*** EXERCISE TEXT Section Begins ***

SC judges who head statutory selection committees for tribunal vacancies have decided to stop working until 100 recommendations made since 2017 are appointed. 21 names recommended for NCLT and NCLAT (company law), 10 for NCDRC (consumer disputes), 35 recommended for ITAT (income tax) and 20 for AFT (armed forces) hang fire. Other tribunals like TDSAT (telecom), DRT (debt recovery), RCT (railways), and CAT are headless or plagued by crippling vacancies. HCs, where tribunal disputes land up, are faring no better with 455 vacancies among 1,098 sanctioned posts.
GoI-SC differences delaying appointments can be traced back to the 2015 SC strikedown of the National Judicial Appointments Commission as well as court negation of GoI attempts at restructuring tribunals since 2017. The Memorandum of Procedure to guide the post-NJAC collegium in judicial appointments remains in limbo. GoI’s move to regulate service conditions for judicial members of tribunals triggered resistance from the legal community. In July, SC ruled a 2021 Ordinance provision reforming tribunals contrary to principles of separation of powers and independence of judiciary.
On another plane of reality, the pandemic and social distancing norms have dealt a severe blow to functioning of courts and tribunals. In 2019, HCs had disposed of, by a small margin, more matters than were instituted. Cut to 2020, new matters instituted fell 33% y-o-y but disposal witnessed a staggering 53% crash, swelling pendency burden by 4 lakh cases. With normalcy creeping back, vacancies won’t help courts and tribunals hit the ground running. Like infrastructure, courts and tribunals are equally key to the India story. The ease of doing business experience depends on the speed of disposal of litigation and the quality of justice. End the ego and/or procedural battles.
This piece appeared as an editorial opinion in the print edition of The Times of India.

*** EXERCISE TEXT Section Ends ***
*** DATASET ENTRIES Section Begins ***

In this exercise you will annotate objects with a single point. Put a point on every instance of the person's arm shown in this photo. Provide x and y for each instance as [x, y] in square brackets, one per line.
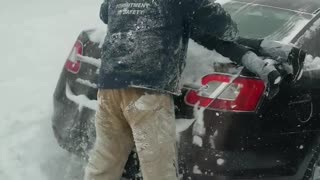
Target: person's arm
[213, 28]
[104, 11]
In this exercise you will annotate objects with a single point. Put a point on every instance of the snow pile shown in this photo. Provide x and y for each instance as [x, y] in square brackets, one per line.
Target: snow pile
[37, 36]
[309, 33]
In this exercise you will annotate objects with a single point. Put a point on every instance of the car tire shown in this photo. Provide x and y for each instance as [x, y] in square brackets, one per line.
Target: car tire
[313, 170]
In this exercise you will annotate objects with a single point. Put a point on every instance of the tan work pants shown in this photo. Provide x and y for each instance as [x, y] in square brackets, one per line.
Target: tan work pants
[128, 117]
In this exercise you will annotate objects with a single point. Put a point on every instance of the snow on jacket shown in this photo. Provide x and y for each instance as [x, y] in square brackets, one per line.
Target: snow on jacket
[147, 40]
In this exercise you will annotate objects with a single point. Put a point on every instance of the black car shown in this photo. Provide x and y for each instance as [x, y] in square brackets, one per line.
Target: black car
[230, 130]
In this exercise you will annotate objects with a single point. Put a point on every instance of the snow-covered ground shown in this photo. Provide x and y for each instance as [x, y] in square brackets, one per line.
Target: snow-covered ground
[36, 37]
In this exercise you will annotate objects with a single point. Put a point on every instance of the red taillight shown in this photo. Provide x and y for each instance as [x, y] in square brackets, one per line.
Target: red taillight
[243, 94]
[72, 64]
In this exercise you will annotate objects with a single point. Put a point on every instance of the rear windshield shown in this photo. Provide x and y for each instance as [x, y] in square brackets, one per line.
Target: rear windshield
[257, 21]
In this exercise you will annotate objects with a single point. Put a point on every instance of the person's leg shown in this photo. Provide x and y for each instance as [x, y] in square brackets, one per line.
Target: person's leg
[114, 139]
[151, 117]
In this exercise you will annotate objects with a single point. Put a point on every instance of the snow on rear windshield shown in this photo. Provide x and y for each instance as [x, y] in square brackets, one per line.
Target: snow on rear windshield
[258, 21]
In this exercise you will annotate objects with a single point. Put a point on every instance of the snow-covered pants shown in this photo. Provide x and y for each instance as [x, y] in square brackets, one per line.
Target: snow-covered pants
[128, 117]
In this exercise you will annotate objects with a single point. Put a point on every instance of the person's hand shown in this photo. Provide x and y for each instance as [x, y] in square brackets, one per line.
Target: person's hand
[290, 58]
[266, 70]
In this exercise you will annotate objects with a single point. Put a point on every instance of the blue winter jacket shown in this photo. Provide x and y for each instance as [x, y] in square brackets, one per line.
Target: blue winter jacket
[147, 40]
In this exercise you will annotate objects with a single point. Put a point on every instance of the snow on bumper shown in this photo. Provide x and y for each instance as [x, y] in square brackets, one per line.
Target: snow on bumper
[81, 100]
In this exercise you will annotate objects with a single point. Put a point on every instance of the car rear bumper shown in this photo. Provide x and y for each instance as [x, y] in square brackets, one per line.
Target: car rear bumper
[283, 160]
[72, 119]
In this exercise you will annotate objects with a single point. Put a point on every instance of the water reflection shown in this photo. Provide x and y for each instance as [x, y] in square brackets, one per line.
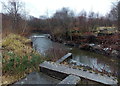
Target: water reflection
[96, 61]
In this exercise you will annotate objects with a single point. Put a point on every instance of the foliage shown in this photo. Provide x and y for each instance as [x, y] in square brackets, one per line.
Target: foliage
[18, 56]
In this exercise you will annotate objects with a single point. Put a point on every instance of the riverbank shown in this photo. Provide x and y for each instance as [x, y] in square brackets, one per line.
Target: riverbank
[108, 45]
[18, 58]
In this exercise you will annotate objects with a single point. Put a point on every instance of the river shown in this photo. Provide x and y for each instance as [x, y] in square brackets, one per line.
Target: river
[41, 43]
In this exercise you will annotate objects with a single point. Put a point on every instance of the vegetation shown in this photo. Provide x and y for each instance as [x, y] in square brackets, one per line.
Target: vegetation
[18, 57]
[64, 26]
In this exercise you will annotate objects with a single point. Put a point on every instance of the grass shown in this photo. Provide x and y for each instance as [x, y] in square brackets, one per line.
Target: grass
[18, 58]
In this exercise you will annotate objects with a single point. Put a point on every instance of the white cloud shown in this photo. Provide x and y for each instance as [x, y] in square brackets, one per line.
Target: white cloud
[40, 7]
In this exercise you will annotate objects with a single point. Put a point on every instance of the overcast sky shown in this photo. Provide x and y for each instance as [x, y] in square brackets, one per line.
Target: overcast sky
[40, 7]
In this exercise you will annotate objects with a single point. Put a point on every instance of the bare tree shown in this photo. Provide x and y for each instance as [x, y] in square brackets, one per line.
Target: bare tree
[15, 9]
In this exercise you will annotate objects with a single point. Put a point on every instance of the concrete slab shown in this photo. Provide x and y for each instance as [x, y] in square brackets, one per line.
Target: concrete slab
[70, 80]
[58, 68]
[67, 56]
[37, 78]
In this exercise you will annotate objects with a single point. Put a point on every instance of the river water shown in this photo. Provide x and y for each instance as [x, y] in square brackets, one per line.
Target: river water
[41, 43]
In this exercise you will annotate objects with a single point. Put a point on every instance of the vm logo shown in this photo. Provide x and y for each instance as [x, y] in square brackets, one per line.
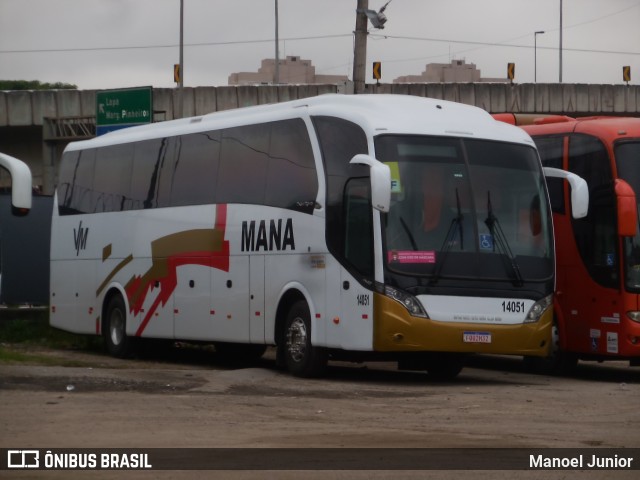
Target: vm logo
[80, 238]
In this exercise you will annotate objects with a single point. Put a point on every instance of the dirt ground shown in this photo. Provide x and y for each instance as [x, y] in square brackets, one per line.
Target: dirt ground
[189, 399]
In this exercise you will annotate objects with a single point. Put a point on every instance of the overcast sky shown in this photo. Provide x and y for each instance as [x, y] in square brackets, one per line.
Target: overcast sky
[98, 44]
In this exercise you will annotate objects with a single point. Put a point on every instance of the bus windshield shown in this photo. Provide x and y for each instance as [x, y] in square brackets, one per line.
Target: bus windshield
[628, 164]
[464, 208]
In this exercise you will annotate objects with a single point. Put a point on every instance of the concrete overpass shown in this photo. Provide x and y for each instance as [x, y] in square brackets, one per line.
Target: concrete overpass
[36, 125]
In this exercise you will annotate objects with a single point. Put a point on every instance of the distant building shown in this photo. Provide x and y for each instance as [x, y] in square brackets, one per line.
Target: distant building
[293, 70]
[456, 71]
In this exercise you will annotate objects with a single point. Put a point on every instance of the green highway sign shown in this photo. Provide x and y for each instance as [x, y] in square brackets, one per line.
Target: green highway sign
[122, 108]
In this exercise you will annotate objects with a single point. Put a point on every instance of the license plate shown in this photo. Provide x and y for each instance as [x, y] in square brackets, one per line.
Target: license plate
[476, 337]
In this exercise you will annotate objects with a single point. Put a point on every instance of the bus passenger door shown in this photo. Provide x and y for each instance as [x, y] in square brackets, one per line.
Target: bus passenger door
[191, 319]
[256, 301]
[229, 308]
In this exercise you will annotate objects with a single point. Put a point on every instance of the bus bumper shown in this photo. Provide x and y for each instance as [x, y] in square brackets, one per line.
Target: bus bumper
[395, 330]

*** DATASET ENTRIES Section Ends ***

According to the editorial on tribunal vacancies, how many vacancies do the HCs have, and out of how many sanctioned posts? The entries above come from a separate source and are unrelated to the editorial.

EXERCISE RESULT: 455 vacancies among 1,098 sanctioned posts.